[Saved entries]
>> BEGIN

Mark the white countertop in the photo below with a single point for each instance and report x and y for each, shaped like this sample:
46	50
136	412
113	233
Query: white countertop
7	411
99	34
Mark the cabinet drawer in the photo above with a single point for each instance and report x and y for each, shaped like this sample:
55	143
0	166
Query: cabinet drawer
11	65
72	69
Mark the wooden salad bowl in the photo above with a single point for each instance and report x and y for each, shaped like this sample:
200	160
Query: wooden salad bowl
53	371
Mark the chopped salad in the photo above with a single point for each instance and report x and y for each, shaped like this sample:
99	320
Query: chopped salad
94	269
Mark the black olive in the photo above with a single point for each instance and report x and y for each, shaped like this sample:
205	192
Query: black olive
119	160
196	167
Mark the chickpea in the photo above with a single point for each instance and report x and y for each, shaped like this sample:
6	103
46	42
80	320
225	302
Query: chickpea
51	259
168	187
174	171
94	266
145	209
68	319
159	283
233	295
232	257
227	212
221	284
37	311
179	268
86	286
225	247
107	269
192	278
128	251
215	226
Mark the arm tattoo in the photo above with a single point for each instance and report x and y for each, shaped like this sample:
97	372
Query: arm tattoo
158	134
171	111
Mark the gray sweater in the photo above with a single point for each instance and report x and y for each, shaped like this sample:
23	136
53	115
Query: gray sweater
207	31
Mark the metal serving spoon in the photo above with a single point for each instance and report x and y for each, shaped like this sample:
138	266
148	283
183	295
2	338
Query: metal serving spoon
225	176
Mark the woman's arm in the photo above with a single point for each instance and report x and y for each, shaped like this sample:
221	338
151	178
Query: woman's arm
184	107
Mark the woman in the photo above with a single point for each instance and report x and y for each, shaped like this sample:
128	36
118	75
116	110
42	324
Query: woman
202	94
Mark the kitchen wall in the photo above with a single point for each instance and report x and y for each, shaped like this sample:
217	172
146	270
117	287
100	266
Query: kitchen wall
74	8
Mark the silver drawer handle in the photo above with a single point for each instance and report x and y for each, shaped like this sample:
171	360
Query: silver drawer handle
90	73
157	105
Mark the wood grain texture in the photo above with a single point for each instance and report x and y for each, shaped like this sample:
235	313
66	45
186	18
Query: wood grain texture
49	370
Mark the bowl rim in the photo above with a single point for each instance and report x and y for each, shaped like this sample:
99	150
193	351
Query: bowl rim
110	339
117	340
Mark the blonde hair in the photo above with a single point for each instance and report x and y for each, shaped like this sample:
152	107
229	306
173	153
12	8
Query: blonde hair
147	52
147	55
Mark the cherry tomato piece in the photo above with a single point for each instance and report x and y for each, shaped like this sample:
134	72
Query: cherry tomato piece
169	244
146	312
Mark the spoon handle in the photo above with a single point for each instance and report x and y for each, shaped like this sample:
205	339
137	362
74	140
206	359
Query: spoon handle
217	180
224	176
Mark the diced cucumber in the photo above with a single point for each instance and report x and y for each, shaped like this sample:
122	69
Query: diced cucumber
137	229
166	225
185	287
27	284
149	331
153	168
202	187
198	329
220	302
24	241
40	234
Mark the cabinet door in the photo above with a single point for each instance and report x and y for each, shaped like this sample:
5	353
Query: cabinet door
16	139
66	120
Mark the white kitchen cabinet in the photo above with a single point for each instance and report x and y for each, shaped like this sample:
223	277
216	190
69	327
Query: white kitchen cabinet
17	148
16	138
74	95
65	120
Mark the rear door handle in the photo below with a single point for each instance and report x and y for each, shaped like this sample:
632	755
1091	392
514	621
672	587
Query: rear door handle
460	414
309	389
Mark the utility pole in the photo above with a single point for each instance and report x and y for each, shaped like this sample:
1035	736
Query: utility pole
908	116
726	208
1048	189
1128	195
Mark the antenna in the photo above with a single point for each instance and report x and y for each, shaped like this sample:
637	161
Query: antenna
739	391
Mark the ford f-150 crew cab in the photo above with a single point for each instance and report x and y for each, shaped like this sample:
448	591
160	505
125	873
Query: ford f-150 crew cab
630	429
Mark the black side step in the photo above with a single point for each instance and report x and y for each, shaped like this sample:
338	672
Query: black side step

>> END

> **To be done**: Lay out all of the lines above as a Markdown table with the columns "Row" and "Line", one line per row and numbered in order. Leave out any blank lines.

> **Final answer**:
| Row | Line |
|---|---|
| 1 | Mark the white countertop in the photo below with a single point for each instance and report x and y for each, shaped like this sample: |
| 2 | 46	50 |
| 3 | 136	412 |
| 4 | 113	233 |
| 5 | Query: white countertop |
| 6 | 7	411 |
| 7 | 99	34 |
| 8 | Mark the cabinet drawer in the photo above with a single point for each instance and report x and y for each, shaped like this sample: |
| 9 | 55	143 |
| 10 | 0	166 |
| 11 | Query: cabinet drawer |
| 12 | 11	65 |
| 13 | 72	69 |
| 14 | Mark the wooden salad bowl in the photo above with a single point for each instance and report x and y for each, shaped like this sample: |
| 15 | 200	160 |
| 16 | Query: wooden salad bowl |
| 17 | 53	371 |
| 18 | Mark the chopped salad in the photo above with a single point for each instance and report x and y for each, shaped like this sample: |
| 19 | 99	320 |
| 20 | Query: chopped salad |
| 21 | 94	269 |
| 22 | Mark the black olive in the photo above with a single point for each instance and report x and y for each, shaped like this sample: |
| 23 | 205	192 |
| 24 | Query: black olive |
| 25 | 119	160 |
| 26 | 196	167 |
| 27 | Mark the chickpea in the photo above with a single point for each instance and report x and y for each, shaped like this sample: |
| 28 | 6	103 |
| 29 | 46	42 |
| 30 | 80	320 |
| 31 | 225	302 |
| 32 | Query: chickpea |
| 33 | 51	259 |
| 34 | 168	187 |
| 35 | 174	171 |
| 36 | 94	266 |
| 37 | 145	209 |
| 38 | 68	319 |
| 39 | 159	283 |
| 40 | 233	295 |
| 41 | 232	257 |
| 42 | 227	212 |
| 43 | 221	284 |
| 44 | 37	311 |
| 45 | 179	268 |
| 46 | 86	286 |
| 47 | 225	247 |
| 48 | 107	269 |
| 49 | 192	278 |
| 50 | 128	251 |
| 51 | 215	226 |
| 52 | Mark the arm tattoo in the photo above with a single point for each instance and report x and y for each, shaped like this sample: |
| 53 | 97	372 |
| 54 | Query: arm tattoo |
| 55 | 158	134 |
| 56 | 171	111 |
| 57 | Mark the gray sweater in the photo above with a single point for each instance and report x and y for each, shaped like this sample: |
| 58 | 23	136 |
| 59 | 53	115 |
| 60 | Query: gray sweater |
| 61 | 207	31 |
| 62 | Mark the metal serving spoon in the photo above with a single point for each instance and report x and y for each, shaped like this sample: |
| 63 | 138	266 |
| 64 | 148	283 |
| 65 | 183	295 |
| 66 | 2	338 |
| 67 | Query: metal serving spoon |
| 68 | 225	176 |
| 69 | Mark the woman's arm in the photo above with a single point for each instance and report x and y for each, shaped like this sample: |
| 70 | 221	338 |
| 71 | 151	178 |
| 72 | Query: woman's arm |
| 73 | 184	107 |
| 74 | Mark the woman in the photo above with a single point for each instance and report x and y for each, shaped like this sample: |
| 75 | 128	36 |
| 76 | 118	75 |
| 77 | 116	110 |
| 78 | 42	324 |
| 79 | Query: woman |
| 80 | 202	94 |
| 81 | Mark the kitchen wall in the photo above with a single point for each instance and report x and y for each, shaped like this sample: |
| 82 | 217	172 |
| 83 | 146	270 |
| 84 | 117	287 |
| 85 | 100	266 |
| 86 | Query: kitchen wall |
| 87 | 74	8 |
| 88 | Mark the silver drawer handle in the photo above with a single point for each instance and report x and y for each, shaped like this sample: |
| 89 | 171	360 |
| 90 | Query: silver drawer handle |
| 91 | 90	73 |
| 92 | 157	105 |
| 93 | Mark the wood grain texture in the photo above with a single point for each instance and report x and y for each, shaped like this sample: |
| 94 | 235	313 |
| 95 | 66	45 |
| 96 | 186	18 |
| 97 | Query: wood grain texture |
| 98 | 49	370 |
| 99 | Mark the bowl rim in the photo above with a single point for each instance and report x and y for each, shaped like this sample: |
| 100 | 99	150 |
| 101 | 193	351 |
| 102 | Query: bowl rim |
| 103 | 110	339 |
| 104 | 117	340 |
| 105 | Mark the blonde hair in the photo above with a single point for each instance and report x and y for each, shaped like this sample: |
| 106 | 152	107 |
| 107 | 229	306 |
| 108 | 173	153 |
| 109 | 12	8 |
| 110 | Query: blonde hair |
| 111 | 147	52 |
| 112 | 147	55 |
| 113 | Mark the cherry tomato piece in the photo above with a single point for each instance and report x and y for each, shaped like this sample: |
| 114 | 134	72 |
| 115 | Query: cherry tomato piece |
| 116 | 169	244 |
| 117 | 146	312 |
| 118 | Mark the spoon handle in the photo above with a single point for each instance and report x and y for each, shaped like this sample: |
| 119 | 205	339 |
| 120 | 137	362 |
| 121 | 74	140 |
| 122 | 206	359 |
| 123 | Query: spoon handle |
| 124 | 217	180 |
| 125 | 224	176 |
| 126 | Mark the diced cucumber in the photo above with a single point for each instance and report x and y for each, shaped like this sample: |
| 127 | 122	69 |
| 128 | Query: diced cucumber |
| 129 | 137	229 |
| 130 | 166	225 |
| 131 | 185	287 |
| 132 | 27	284 |
| 133 | 149	331 |
| 134 | 153	168 |
| 135 | 202	187 |
| 136 | 198	329 |
| 137 | 220	302 |
| 138 | 24	241 |
| 139 | 40	234 |
| 140 | Mark the cabinet door in the photo above with a single point for each instance and report x and y for each, shaped like this sample: |
| 141 | 5	353 |
| 142 | Query: cabinet door |
| 143 | 16	139 |
| 144 | 66	120 |
| 145 | Mark the white kitchen cabinet in the photo above with a single point for each instance and report x and y for each, shaped like this sample: |
| 146 | 223	277 |
| 147 | 216	190 |
| 148 | 69	327 |
| 149 | Query: white kitchen cabinet |
| 150 | 17	148 |
| 151 | 16	138 |
| 152 | 74	95 |
| 153 | 65	120 |
| 154 | Mark the rear door handle in the photo below with a single point for each instance and report x and y for each, shaped like this sample: |
| 155 | 632	755 |
| 156 | 1091	392 |
| 157 | 514	621 |
| 158 | 672	587 |
| 159 | Query: rear door handle |
| 160 | 460	414 |
| 161 | 309	389 |
| 162 | Mark the utility pole in the photo above with a single point for each instance and report x and y for each, shaped like this sample: |
| 163 | 1035	736 |
| 164 | Query: utility pole |
| 165 | 908	116 |
| 166 | 726	208 |
| 167 | 1048	189 |
| 168 | 1128	195 |
| 169 | Mark the antenna in the photo above with a single point for each instance and report x and y for each, shaped like this sample: |
| 170 | 637	161 |
| 171 | Query: antenna |
| 172 | 739	391 |
| 173 | Mark the ford f-150 crew cab in the photo above with a single point for each instance and report x and y for each, shaped like this sample: |
| 174 | 448	591 |
| 175 | 160	505 |
| 176 | 125	873 |
| 177 | Query: ford f-150 crew cab |
| 178 | 630	429 |
| 179 | Mark the black side step in the photo above with a single point for each instance and report x and y for each, shaped like this sample: |
| 180 | 338	672 |
| 181 | Query: black side step |